Bounding box annotation data
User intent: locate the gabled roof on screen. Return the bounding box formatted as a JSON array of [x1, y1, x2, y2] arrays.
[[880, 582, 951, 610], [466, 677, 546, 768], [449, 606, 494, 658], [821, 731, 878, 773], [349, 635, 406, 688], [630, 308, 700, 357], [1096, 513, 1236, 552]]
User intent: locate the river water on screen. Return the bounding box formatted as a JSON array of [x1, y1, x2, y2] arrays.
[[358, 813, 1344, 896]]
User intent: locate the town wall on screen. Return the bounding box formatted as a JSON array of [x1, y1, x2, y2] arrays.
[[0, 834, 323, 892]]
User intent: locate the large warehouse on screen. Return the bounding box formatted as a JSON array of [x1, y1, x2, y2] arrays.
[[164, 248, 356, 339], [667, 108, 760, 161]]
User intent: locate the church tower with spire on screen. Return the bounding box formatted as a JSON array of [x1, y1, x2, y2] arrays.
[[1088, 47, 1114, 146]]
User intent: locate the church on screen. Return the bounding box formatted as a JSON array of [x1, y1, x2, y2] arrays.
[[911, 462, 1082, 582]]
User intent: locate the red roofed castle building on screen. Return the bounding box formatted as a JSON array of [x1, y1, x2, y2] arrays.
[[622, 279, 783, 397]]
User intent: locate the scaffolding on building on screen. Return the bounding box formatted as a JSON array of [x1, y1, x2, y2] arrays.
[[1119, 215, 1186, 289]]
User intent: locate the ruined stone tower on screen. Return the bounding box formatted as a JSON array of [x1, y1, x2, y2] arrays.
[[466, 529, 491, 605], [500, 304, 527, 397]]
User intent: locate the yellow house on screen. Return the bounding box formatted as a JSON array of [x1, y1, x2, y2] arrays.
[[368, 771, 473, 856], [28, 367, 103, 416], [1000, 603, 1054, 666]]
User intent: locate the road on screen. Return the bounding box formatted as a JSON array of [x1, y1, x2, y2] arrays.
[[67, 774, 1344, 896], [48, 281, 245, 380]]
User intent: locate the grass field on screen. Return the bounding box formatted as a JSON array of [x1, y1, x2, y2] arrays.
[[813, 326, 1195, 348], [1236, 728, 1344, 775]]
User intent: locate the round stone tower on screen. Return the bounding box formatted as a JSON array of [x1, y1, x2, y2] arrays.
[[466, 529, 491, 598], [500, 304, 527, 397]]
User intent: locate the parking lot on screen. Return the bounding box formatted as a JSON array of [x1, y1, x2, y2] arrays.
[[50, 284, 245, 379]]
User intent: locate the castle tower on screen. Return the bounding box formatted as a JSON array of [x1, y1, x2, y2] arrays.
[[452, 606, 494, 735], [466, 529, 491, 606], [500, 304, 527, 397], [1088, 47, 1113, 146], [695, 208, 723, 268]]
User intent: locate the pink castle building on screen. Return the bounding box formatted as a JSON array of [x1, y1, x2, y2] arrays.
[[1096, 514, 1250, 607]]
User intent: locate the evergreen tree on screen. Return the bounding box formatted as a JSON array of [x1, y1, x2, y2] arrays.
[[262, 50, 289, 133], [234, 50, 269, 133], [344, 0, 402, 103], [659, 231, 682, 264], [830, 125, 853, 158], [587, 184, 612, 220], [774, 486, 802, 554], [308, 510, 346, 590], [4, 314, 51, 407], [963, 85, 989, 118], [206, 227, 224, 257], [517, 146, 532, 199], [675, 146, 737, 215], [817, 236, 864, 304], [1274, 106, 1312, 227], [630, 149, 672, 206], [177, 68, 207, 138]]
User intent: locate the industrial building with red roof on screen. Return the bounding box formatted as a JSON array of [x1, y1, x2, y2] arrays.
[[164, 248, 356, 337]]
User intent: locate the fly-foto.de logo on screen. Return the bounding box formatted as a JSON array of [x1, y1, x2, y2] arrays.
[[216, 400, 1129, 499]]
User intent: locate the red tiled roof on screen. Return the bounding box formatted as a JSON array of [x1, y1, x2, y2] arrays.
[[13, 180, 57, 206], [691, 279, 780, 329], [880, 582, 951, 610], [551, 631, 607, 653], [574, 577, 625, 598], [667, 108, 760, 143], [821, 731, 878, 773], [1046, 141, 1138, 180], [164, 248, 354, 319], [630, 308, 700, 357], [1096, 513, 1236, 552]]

GIVEN INSTRUCTION ->
Can you output all of the data above word for word?

THE SOLUTION ->
User intent: locate the gabled roof on screen. Return the bounding box formatted as a JSON array of [x1, y1, x2, y2] arrays.
[[880, 582, 951, 610], [466, 677, 546, 768], [449, 606, 494, 658], [821, 731, 878, 773], [349, 635, 406, 688], [630, 308, 700, 357], [1096, 513, 1236, 552]]
User intent: locate the river water on screen. Return the bounding box formatted as a JSON array of [x1, y1, x2, y2] arrays.
[[358, 813, 1344, 896]]
User intent: locate the town wall on screen. Return the bounding box formatted as a JSON array of [x1, y1, x2, y2] arrays.
[[0, 834, 323, 892]]
User intent: locate the large warehouse on screen. Return the bounding box formatted as a JSON array of [x1, y1, x2, y2] arrays.
[[164, 248, 356, 339], [667, 108, 760, 161]]
User intent: locate the church tower with spire on screen. Return the bounding box formatted as a JSON array of [x1, y1, x2, y2] arrays.
[[1088, 47, 1114, 146]]
User intent: locate the church on screen. Return the bounding box formatted as a JSON array of [x1, y1, x2, y2] arrays.
[[911, 462, 1082, 582]]
User intent: locate the red roofed castle building on screen. Return the bounding box formatted as a JSON array of [x1, y1, x2, y2] arrays.
[[622, 279, 783, 397]]
User intent: locate the scaffolding on building on screen. Return the bounding box formatted as a JSON array of [x1, y1, x2, y2] arrays.
[[1119, 215, 1186, 289]]
User intent: locate the ruined stone tower on screen. Return the bounding box formatted as a JSON array of [x1, y1, x2, y2] arrays.
[[466, 529, 491, 605], [500, 304, 527, 397]]
User intent: locate the yellow house on screen. Return the bounding box formatted as a JSON array of [x1, y1, x2, y2] arrays.
[[368, 771, 473, 856], [28, 367, 103, 416], [1000, 603, 1054, 666]]
User intent: locate the road on screen. Return the bounding box formatted as a JSON array of [x1, y1, x2, y2] arrays.
[[67, 774, 1344, 896], [48, 281, 245, 380]]
User intent: locate the grass field on screen. Return the bounding box formatted as a JSON array of [x1, y1, x2, y2] arrays.
[[813, 326, 1195, 348], [1236, 728, 1344, 775]]
User intent: locate the round stone tower on screen. Return the bounding box formatted as a JSON array of [x1, y1, x2, y2] arrays.
[[466, 529, 491, 598], [500, 304, 527, 397]]
User intent: locate the parking lot on screen. Return the bounding box formatted as a JSON array of [x1, y1, x2, y2] arrays.
[[50, 284, 245, 379]]
User intent: locate the castle tower on screen. Return the bounding box formatted as a JSON array of [x1, y1, x2, y2] arrays.
[[452, 606, 494, 735], [466, 529, 491, 606], [500, 304, 527, 397], [1088, 47, 1113, 146], [695, 208, 723, 268]]
User intent: locate the pink castle building on screen. Return the bounding box formatted as a JSON array of [x1, y1, x2, y2] arrays.
[[1096, 514, 1250, 607]]
User intent: locate the evergreen tree on screen. Return the bounding box formatted as a JSON array of [x1, y1, x2, y2] arrays.
[[262, 50, 289, 133], [234, 50, 269, 133], [344, 0, 402, 103], [659, 231, 682, 264], [830, 125, 853, 158], [587, 184, 612, 220], [774, 486, 802, 554], [308, 510, 346, 590], [4, 314, 51, 407], [963, 85, 989, 118], [206, 227, 224, 257], [517, 146, 532, 199], [675, 146, 737, 215], [817, 236, 864, 304], [1274, 106, 1312, 227], [630, 149, 672, 206], [177, 68, 207, 138]]
User intent: locate the industrial building with red roof on screen. Return the bounding box formatted as a JSON array of [x1, y1, x2, y2] arrays.
[[164, 248, 356, 337]]
User intent: locate the fly-foto.de logo on screen. Return the bounding box formatted as a JSON array of [x1, y1, x2, y2] arrays.
[[216, 400, 1129, 499]]
User intent: locate the red tiled roof on screen. Return the bounding box formatted as a JSON array of [x1, y1, x2, y2] arrays.
[[13, 180, 57, 206], [691, 279, 780, 329], [880, 582, 951, 610], [551, 631, 607, 653], [574, 577, 625, 598], [667, 108, 760, 143], [821, 731, 878, 773], [1046, 141, 1138, 180], [164, 248, 354, 319], [630, 308, 700, 357], [1096, 513, 1236, 552]]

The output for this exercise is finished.